[Exercise details]
Images appear in the records below; leave them out and repeat everything else exactly.

[Exercise inputs]
====

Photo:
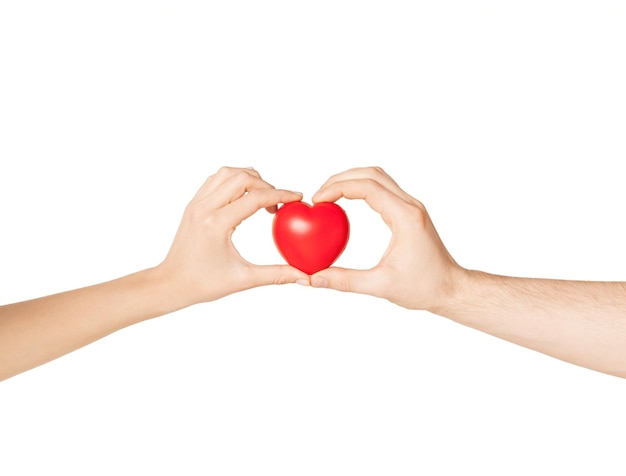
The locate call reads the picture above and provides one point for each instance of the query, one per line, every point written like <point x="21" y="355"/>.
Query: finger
<point x="234" y="188"/>
<point x="373" y="173"/>
<point x="216" y="180"/>
<point x="347" y="280"/>
<point x="246" y="206"/>
<point x="392" y="208"/>
<point x="261" y="275"/>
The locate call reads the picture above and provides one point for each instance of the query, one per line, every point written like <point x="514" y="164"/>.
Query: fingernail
<point x="319" y="282"/>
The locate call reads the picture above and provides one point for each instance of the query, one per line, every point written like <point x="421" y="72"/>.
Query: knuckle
<point x="225" y="170"/>
<point x="417" y="214"/>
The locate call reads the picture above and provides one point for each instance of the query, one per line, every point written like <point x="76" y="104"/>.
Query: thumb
<point x="277" y="274"/>
<point x="344" y="279"/>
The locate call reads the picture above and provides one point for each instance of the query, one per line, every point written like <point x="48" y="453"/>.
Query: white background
<point x="505" y="118"/>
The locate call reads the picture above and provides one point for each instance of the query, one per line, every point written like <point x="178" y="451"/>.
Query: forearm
<point x="576" y="321"/>
<point x="37" y="331"/>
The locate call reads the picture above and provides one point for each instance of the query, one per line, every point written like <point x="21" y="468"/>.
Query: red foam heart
<point x="310" y="238"/>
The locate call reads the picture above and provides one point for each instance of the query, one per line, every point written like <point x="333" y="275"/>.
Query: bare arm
<point x="202" y="265"/>
<point x="580" y="322"/>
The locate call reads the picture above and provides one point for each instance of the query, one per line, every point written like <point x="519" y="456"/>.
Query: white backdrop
<point x="505" y="118"/>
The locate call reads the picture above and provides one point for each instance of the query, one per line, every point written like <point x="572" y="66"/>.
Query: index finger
<point x="389" y="205"/>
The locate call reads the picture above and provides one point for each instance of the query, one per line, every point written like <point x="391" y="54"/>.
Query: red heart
<point x="310" y="238"/>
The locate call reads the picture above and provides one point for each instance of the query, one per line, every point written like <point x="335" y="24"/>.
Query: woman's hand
<point x="203" y="264"/>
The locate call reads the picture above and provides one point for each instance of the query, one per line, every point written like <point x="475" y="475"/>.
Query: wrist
<point x="458" y="289"/>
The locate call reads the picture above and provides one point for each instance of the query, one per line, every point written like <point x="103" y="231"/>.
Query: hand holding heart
<point x="416" y="271"/>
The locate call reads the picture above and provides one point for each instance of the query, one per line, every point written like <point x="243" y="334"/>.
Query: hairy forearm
<point x="34" y="332"/>
<point x="576" y="321"/>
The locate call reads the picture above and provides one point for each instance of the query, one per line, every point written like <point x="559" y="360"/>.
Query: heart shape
<point x="310" y="238"/>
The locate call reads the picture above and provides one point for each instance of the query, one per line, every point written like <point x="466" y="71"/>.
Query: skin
<point x="580" y="322"/>
<point x="201" y="266"/>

====

[Answer to the task]
Photo:
The locate call reads the picture above and provides one point for each instance of the query, one per line, every point written like <point x="21" y="355"/>.
Query: finger
<point x="234" y="188"/>
<point x="373" y="173"/>
<point x="216" y="180"/>
<point x="347" y="280"/>
<point x="246" y="206"/>
<point x="392" y="208"/>
<point x="261" y="275"/>
The locate call reads the picture above and provides one point for each instance of the query, one per line, every point written like <point x="514" y="164"/>.
Query: fingernail
<point x="319" y="282"/>
The locate call reads the picture above and provides one point for each instance of the query, one per line, every point written like <point x="421" y="72"/>.
Query: knuckle
<point x="225" y="170"/>
<point x="417" y="214"/>
The locate call reads the picture above and provides one point for each instance of the query, one per line, every point written like <point x="76" y="104"/>.
Query: thumb
<point x="277" y="274"/>
<point x="344" y="279"/>
The locate call reads the picture above and provides one point for each instance of the query, one per line, every point written like <point x="48" y="453"/>.
Query: white background
<point x="505" y="118"/>
The locate call reads the picture above and provides one point for each instance of the query, one per line, every point written like <point x="178" y="451"/>.
Query: forearm
<point x="576" y="321"/>
<point x="37" y="331"/>
The locate call reads the picture above and provides one point for each instance of the query, one per line, every point written like <point x="21" y="468"/>.
Query: red foam heart
<point x="310" y="238"/>
The locate call reads the picture above and provides one point for each instance of the query, one per line, every point written like <point x="333" y="275"/>.
Query: bare arm
<point x="202" y="265"/>
<point x="580" y="322"/>
The locate call reads the picture above and provides one point for each instance of the query, one per line, every point written like <point x="519" y="456"/>.
Query: white backdrop
<point x="505" y="118"/>
The locate call reads the picture above and provides one point for each instance of the query, one per line, every point written like <point x="572" y="66"/>.
Query: index finger
<point x="389" y="205"/>
The locate call reads the picture above and provides one point for each instance of the query, one per line, every point written like <point x="391" y="54"/>.
Query: red heart
<point x="310" y="238"/>
The locate call reads the picture above and provides one point for each instance of the query, one per line, every point written like <point x="335" y="24"/>.
Query: woman's hand
<point x="203" y="264"/>
The locate call reads the picture above and provides one point for each instance of the query, one per line, every point written like <point x="475" y="475"/>.
Query: wrist
<point x="458" y="289"/>
The locate call reads the picture above and provides one point for each instance of the query, one per line, every point written like <point x="103" y="231"/>.
Query: hand holding heart
<point x="416" y="271"/>
The locate call reads the picture above and provides one point for each instance of the query, one per line, every point written like <point x="243" y="334"/>.
Query: hairy forearm
<point x="34" y="332"/>
<point x="576" y="321"/>
The locate call reads the picture above and provides one point for each instance of the query, one per line, every point written like <point x="559" y="360"/>.
Query: heart shape
<point x="310" y="238"/>
The locate call reads the picture above and provides one point for each instance of the query, one per line, every point written like <point x="466" y="71"/>.
Query: skin
<point x="580" y="322"/>
<point x="201" y="266"/>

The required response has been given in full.